-- start Source material --
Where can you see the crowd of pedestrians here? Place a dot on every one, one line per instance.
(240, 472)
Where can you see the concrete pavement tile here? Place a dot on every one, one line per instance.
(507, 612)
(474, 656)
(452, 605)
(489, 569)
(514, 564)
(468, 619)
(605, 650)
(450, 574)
-- end Source material --
What to do » Can you duplicate the records word for word, starting with the line that contains "Where can you see the concrete" and going on through the end of the records?

Task response »
Where can you see the concrete pavement tile here? Place a dot on every one, one line per instance.
(507, 612)
(474, 656)
(452, 605)
(489, 569)
(514, 564)
(468, 619)
(605, 650)
(450, 574)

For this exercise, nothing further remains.